EXERCISE OBJECTIVE – Please identify every line in the records below that contains the word "vegetation" and copy each one.

______________________________

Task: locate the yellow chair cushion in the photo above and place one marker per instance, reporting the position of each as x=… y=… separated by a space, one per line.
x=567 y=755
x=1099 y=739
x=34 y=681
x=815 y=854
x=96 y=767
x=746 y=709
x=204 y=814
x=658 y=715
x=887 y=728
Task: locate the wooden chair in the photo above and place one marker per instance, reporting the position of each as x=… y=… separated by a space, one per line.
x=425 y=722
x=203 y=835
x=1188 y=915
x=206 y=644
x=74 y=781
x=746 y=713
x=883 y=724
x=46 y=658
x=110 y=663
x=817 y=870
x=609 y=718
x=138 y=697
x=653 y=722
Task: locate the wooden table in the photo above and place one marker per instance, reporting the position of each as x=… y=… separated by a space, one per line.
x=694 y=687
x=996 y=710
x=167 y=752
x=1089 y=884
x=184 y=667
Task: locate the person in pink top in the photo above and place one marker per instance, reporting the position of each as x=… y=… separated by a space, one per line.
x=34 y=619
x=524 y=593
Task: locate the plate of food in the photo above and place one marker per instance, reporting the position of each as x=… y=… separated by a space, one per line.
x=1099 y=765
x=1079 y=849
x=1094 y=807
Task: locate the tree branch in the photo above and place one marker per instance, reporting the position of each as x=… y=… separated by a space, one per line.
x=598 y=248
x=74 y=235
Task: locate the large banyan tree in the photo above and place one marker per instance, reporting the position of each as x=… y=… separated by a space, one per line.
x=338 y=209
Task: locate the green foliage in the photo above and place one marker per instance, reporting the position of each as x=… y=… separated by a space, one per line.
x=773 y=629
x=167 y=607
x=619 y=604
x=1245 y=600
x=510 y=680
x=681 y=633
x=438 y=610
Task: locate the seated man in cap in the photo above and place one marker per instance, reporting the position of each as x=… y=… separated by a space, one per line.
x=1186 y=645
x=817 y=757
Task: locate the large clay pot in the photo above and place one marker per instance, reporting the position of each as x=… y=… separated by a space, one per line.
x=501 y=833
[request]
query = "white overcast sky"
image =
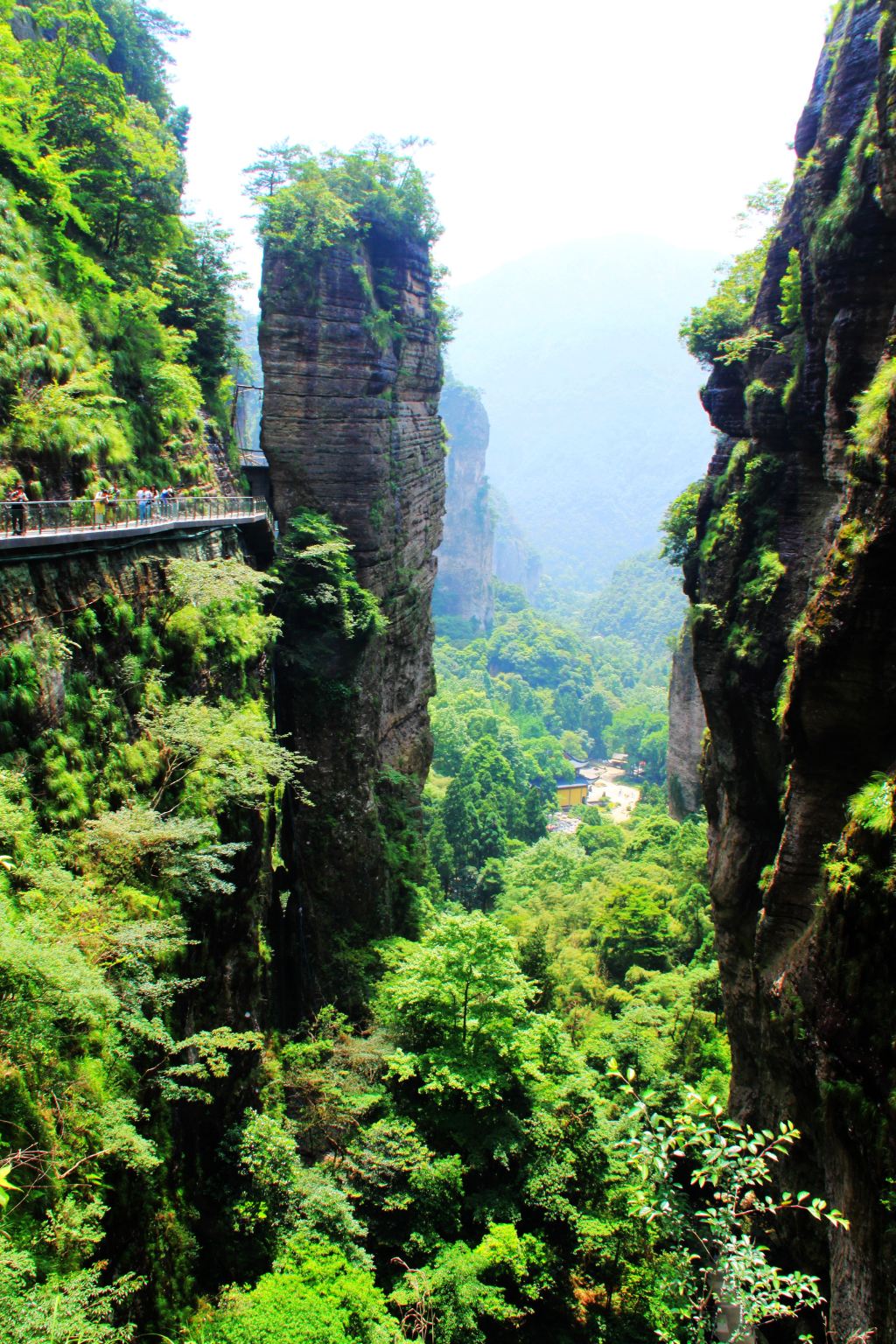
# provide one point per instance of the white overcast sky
(549, 122)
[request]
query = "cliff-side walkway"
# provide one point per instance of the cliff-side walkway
(50, 524)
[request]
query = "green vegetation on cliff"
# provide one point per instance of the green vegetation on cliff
(136, 776)
(117, 312)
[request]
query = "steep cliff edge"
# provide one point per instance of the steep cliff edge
(464, 582)
(349, 344)
(687, 726)
(792, 579)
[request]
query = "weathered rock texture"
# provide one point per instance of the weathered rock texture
(351, 429)
(464, 581)
(687, 726)
(794, 594)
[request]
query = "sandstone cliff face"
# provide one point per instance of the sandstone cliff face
(795, 654)
(514, 561)
(351, 429)
(464, 582)
(687, 726)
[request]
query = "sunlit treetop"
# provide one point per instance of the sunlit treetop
(318, 200)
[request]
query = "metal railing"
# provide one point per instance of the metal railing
(62, 518)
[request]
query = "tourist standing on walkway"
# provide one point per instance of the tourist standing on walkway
(18, 501)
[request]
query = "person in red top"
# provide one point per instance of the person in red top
(18, 500)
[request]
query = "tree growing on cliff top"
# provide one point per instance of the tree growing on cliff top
(313, 202)
(719, 330)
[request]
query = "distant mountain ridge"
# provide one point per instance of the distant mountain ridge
(592, 403)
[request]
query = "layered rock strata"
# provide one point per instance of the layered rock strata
(351, 429)
(793, 586)
(464, 584)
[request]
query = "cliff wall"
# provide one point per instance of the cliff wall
(351, 429)
(687, 726)
(792, 579)
(465, 558)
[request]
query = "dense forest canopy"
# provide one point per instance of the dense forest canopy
(507, 1123)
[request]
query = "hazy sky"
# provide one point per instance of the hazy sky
(549, 122)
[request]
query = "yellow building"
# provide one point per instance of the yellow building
(571, 794)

______________________________

PROBLEM SOLUTION –
query = "green vegetation on cliff"
# provide one point per instance of the green vegetation on cliff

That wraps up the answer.